* Goal of the exercise *
In how many lines of the listing does the string "head" appear? Give only the number.

###

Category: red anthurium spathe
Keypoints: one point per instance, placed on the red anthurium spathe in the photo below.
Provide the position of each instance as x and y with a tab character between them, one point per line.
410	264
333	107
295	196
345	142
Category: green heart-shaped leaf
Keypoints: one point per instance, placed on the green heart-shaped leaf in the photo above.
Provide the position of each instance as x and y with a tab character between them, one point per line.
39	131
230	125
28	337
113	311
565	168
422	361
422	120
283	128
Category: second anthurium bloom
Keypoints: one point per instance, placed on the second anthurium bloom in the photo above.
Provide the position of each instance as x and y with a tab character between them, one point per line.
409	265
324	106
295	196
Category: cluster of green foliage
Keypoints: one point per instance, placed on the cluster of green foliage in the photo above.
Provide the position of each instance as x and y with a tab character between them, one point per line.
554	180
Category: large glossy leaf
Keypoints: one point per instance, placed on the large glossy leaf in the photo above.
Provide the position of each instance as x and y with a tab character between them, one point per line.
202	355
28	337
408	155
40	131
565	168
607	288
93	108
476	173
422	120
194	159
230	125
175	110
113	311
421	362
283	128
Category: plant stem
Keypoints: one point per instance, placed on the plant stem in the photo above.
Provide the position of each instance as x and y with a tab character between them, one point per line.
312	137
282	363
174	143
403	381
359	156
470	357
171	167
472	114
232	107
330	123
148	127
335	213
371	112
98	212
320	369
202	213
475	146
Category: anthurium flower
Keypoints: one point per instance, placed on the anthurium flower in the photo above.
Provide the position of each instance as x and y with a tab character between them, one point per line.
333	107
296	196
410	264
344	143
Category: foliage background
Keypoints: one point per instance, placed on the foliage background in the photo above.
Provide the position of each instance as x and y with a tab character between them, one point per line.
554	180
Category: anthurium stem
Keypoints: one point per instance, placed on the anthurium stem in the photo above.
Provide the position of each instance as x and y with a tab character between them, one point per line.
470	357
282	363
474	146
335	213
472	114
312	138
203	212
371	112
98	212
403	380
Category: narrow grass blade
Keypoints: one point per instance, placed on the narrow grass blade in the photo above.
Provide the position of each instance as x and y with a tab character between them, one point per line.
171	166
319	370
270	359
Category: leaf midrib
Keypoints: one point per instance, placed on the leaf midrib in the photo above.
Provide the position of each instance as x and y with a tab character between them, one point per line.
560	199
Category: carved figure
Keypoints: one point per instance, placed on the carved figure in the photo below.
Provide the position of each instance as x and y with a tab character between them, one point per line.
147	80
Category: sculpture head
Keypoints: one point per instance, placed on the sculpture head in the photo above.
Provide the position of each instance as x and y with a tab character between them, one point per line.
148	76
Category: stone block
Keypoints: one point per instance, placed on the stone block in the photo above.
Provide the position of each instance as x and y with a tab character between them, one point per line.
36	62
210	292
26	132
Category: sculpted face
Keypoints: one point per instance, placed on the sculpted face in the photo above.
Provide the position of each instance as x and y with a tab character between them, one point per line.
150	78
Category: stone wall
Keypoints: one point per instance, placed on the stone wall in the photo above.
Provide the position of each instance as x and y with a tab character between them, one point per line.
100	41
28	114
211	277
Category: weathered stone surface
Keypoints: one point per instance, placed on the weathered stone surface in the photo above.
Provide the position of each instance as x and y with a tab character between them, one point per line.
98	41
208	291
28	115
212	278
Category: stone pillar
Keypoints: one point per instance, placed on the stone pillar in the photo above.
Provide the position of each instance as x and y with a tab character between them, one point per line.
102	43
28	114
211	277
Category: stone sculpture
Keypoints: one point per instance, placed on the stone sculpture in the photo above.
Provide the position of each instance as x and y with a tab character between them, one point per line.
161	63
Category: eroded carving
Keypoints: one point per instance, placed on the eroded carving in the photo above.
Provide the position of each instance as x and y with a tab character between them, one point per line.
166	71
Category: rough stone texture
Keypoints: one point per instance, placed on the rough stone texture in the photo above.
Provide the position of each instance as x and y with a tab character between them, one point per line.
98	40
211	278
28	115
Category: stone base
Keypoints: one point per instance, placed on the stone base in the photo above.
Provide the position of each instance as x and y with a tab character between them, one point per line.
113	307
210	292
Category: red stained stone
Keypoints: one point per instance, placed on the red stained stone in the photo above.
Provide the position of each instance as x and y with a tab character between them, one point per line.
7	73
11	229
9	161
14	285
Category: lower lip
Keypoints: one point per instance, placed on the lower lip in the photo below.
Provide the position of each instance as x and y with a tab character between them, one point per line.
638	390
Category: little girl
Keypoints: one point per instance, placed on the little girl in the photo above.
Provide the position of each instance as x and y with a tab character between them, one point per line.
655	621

###

* Task answer *
2